» WHAT THIS TASK INVOLVES
Convert every line of the rows below into a JSON list of strings, one string per line, dropping blank lines and leaving the pictures out.

Location identification rows
------------------------------

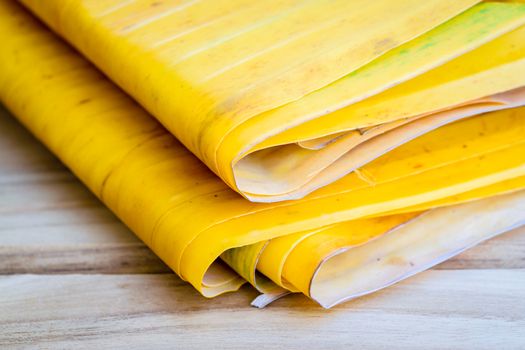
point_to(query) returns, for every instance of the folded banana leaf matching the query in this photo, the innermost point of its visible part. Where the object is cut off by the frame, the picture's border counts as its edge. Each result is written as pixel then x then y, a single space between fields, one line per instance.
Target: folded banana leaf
pixel 396 215
pixel 283 97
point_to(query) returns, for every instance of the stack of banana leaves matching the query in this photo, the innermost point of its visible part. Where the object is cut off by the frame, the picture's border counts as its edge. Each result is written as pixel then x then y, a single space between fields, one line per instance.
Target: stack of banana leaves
pixel 327 147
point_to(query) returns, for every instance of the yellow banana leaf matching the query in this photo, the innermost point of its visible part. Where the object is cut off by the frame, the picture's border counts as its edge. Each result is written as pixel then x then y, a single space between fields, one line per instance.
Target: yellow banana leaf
pixel 190 218
pixel 281 98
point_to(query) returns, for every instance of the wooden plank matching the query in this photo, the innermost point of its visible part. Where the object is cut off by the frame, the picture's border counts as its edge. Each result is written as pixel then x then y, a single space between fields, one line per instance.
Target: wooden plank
pixel 51 223
pixel 435 310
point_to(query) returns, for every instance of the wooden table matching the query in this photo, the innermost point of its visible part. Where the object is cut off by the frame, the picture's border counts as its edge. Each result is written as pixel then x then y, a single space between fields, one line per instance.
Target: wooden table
pixel 72 276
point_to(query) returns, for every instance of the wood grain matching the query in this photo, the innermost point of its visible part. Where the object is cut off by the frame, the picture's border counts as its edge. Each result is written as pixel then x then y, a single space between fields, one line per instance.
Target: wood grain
pixel 73 276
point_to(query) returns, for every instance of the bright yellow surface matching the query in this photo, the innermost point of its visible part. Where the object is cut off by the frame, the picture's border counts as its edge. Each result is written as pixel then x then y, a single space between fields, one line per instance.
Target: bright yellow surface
pixel 228 78
pixel 187 215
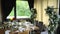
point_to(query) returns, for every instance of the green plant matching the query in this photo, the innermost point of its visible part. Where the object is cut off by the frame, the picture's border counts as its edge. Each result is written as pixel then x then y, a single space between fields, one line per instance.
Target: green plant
pixel 53 20
pixel 33 15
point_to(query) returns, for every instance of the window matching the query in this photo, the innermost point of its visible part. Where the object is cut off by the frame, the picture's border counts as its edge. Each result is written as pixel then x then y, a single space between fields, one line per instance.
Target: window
pixel 22 10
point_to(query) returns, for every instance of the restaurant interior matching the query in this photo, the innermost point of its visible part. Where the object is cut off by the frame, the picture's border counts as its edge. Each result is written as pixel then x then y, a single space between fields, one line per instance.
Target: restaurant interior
pixel 29 17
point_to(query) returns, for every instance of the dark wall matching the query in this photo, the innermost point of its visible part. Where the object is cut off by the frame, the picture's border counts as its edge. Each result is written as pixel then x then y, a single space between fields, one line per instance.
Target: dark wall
pixel 7 6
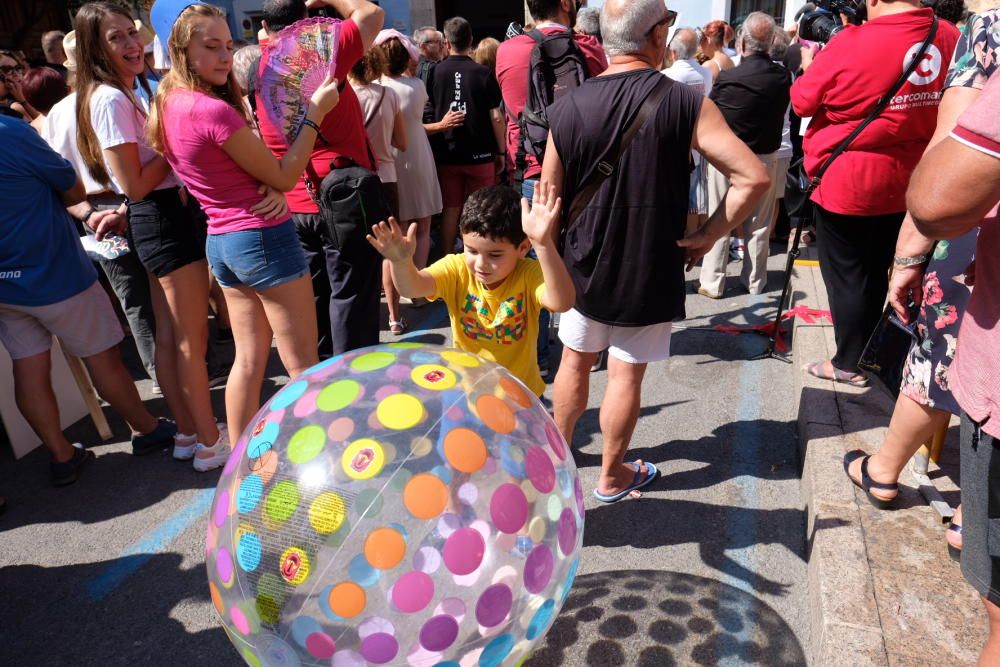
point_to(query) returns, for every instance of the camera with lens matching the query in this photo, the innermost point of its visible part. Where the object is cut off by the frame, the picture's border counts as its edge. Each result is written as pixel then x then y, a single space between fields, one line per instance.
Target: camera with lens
pixel 821 21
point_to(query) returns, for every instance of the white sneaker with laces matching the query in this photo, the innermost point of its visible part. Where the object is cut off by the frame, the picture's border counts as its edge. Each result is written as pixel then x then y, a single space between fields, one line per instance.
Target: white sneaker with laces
pixel 209 458
pixel 184 446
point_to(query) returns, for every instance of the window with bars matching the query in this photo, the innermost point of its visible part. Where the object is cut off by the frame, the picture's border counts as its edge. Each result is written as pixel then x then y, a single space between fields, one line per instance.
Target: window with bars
pixel 742 8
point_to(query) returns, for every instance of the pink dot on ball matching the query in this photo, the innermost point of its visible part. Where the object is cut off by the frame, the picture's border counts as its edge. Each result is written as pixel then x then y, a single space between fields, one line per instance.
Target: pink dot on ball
pixel 221 507
pixel 555 441
pixel 567 531
pixel 320 645
pixel 379 648
pixel 306 405
pixel 541 472
pixel 509 508
pixel 464 550
pixel 240 621
pixel 538 569
pixel 413 592
pixel 439 633
pixel 494 605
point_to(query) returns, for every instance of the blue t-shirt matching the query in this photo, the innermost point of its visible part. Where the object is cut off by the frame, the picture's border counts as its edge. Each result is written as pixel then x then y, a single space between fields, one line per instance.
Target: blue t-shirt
pixel 41 259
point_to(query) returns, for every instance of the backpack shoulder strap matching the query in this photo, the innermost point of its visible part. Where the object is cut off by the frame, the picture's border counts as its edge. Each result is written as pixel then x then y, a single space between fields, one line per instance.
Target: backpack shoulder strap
pixel 605 168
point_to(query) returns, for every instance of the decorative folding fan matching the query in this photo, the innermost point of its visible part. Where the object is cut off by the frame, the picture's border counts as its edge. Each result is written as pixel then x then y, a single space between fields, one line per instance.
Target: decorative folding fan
pixel 296 61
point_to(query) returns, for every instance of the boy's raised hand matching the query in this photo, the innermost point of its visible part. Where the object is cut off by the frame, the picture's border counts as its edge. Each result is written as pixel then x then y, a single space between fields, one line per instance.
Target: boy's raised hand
pixel 389 240
pixel 540 220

------------------------------

» EXERCISE OUTPUT
[
  "point_to(query) returns, for every instance of the folded banana leaf matching the query in this photo, the innermost point of its visible part. Where the object is cut off by the frame, the picture's border counts as its edge. Each result is written as pixel then x then y, a single space between fields, one line per instance.",
  "Target: folded banana leaf",
  "pixel 396 215",
  "pixel 283 97",
  "point_to(query) returns, for every instance of the stack of banana leaves matching the query in this photo, the innermost point of its visible part. Where the object is cut off by the frame, the picture's border counts as its edge. Each result is written as pixel then x then y, a single space between fields, one line per instance.",
  "Target: stack of banana leaves",
  "pixel 327 147",
  "point_to(query) returns, for every instance of the yellow banana leaf matching the query in this photo, the innermost point of its visible part. Where the object is cut off by the frame, the picture's border counts as its edge. Each result is written as pixel then x then y, a single space between fields, one line per instance.",
  "Target: yellow banana leaf",
  "pixel 190 218",
  "pixel 281 98",
  "point_to(query) returns, for every instance of the wooden plank matching the query in this photo, the innermost point of its visible part. Where the object is cut off by the frame, the picture's border counts as its edge. Each result is written as pixel then x then y, a single space between fields, one line per instance.",
  "Target: wooden plank",
  "pixel 51 223",
  "pixel 435 310",
  "point_to(query) returns, for every instance of the wooden table matching the query in this photo, the innermost point of its visible part. Where the object is cut off by the frame, the picture's border counts as its edge. Each result is written as pixel then x then y, a single space between fields, one line per instance.",
  "Target: wooden table",
  "pixel 72 276",
  "point_to(query) returns, for every instance of the wood grain matching the query in this photo, the innermost point of its visible part. Where the object is cut off by the frame, the picture's border counts as its edge. Each result is written as pixel then x then y, a single space between fields, one line per instance.",
  "Target: wood grain",
  "pixel 73 276",
  "point_to(query) returns, for every instance of the bright yellow surface matching the query in this photo, the innermost point of its visible part. Where the object is cut off by the frame, the picture's border counts as its edge. Each result is written as pixel then x then y, a single space between fields, one line per instance.",
  "Target: bright yellow surface",
  "pixel 228 78",
  "pixel 187 215",
  "point_to(query) returns, for every instance of the green plant matching the query in this photo, the innermost point of its visible part. Where the object is cut off by the frame, the picture's border counts as its edge. Each result is written as pixel then x then y, a single space between fields, one line per instance.",
  "Target: green plant",
  "pixel 53 20",
  "pixel 33 15",
  "point_to(query) returns, for every instance of the window matching the query in this photo, the innermost point of its visible part. Where the object is cut off by the frame, the picture's border counts as its edge. Each result is written as pixel then x then y, a single space between fields, one line per instance.",
  "Target: window",
  "pixel 22 10",
  "point_to(query) returns, for every instance of the restaurant interior matching the query in this photo, the innermost point of its visible part. Where the object is cut off by the frame, the picture's border counts as its edge. Each result is written as pixel then x then y, a single space between fields, one line per instance.",
  "Target: restaurant interior",
  "pixel 29 17",
  "point_to(query) returns, for every instance of the dark wall matching the query in this photo, the innermost point of its visible part. Where the object is cut off by the frame, the picture's border counts as its edge. Each result is written as pixel then x then y, a single space between fields, one line per instance.",
  "Target: dark wall",
  "pixel 7 6",
  "point_to(query) returns, for every instance of the camera with lens matching the query in this photo, the innermost point of its visible part. Where the object is cut off by the frame, the picture's border counts as its edge. Each result is written as pixel then x then y, a single space between fields, one line per instance.",
  "Target: camera with lens",
  "pixel 821 21",
  "point_to(query) returns, for every instance of the white sneaker with laces matching the query in this photo, the innermost point of its visible part. Where the object is cut off by the frame, the picture's border counts as its edge. Each result is written as pixel then x then y, a single space between fields, one line per instance.",
  "Target: white sneaker with laces",
  "pixel 209 458",
  "pixel 184 446",
  "point_to(query) returns, for every instance of the window with bars matching the query in this photo, the innermost point of its visible part. Where the object is cut off by the frame, the picture's border counts as its edge. Each result is written as pixel then x then y, a single space between fields, one line per instance.",
  "Target: window with bars",
  "pixel 742 8",
  "point_to(query) returns, for every instance of the pink dot on ball matching the query in this photo, the innermost point of its visible part. Where the object is cut off by the frame, the picture's border counts as its edge. Each result is written as pixel then x then y, a single space between fields, one line per instance.",
  "Target: pink dot on ball",
  "pixel 221 507",
  "pixel 555 441",
  "pixel 567 531",
  "pixel 320 645",
  "pixel 379 648",
  "pixel 306 405",
  "pixel 541 472",
  "pixel 509 508",
  "pixel 464 550",
  "pixel 240 621",
  "pixel 538 569",
  "pixel 413 592",
  "pixel 439 633",
  "pixel 494 605",
  "point_to(query) returns, for every instance of the blue t-shirt matching the query in this photo, the innermost point of its visible part. Where the object is cut off by the frame, the picture's border counts as its edge. Each result is written as pixel then x then y, a single space between fields, one line per instance.",
  "Target: blue t-shirt",
  "pixel 41 259",
  "point_to(query) returns, for every instance of the backpack shoulder strap matching the query in this photo, the innermost point of its visible part. Where the object is cut off by the frame, the picture's border counts as its edge. Each result is written as pixel then x then y, a single space between fields, one line per instance.",
  "Target: backpack shoulder strap",
  "pixel 605 168",
  "point_to(query) returns, for every instance of the decorative folding fan matching the query in this photo, the innermost point of its visible part. Where the object is cut off by the frame, the picture's border counts as its edge. Each result is written as pixel then x then y, a single space between fields, one line per instance.",
  "Target: decorative folding fan",
  "pixel 296 61",
  "point_to(query) returns, for every instance of the boy's raised hand matching the query in this photo, the innermost point of its visible part. Where the object is cut off by the frame, the picture's border counts as its edge. Each result is written as pixel then x then y, a single space between fields, one line per instance.",
  "Target: boy's raised hand",
  "pixel 389 240",
  "pixel 540 220"
]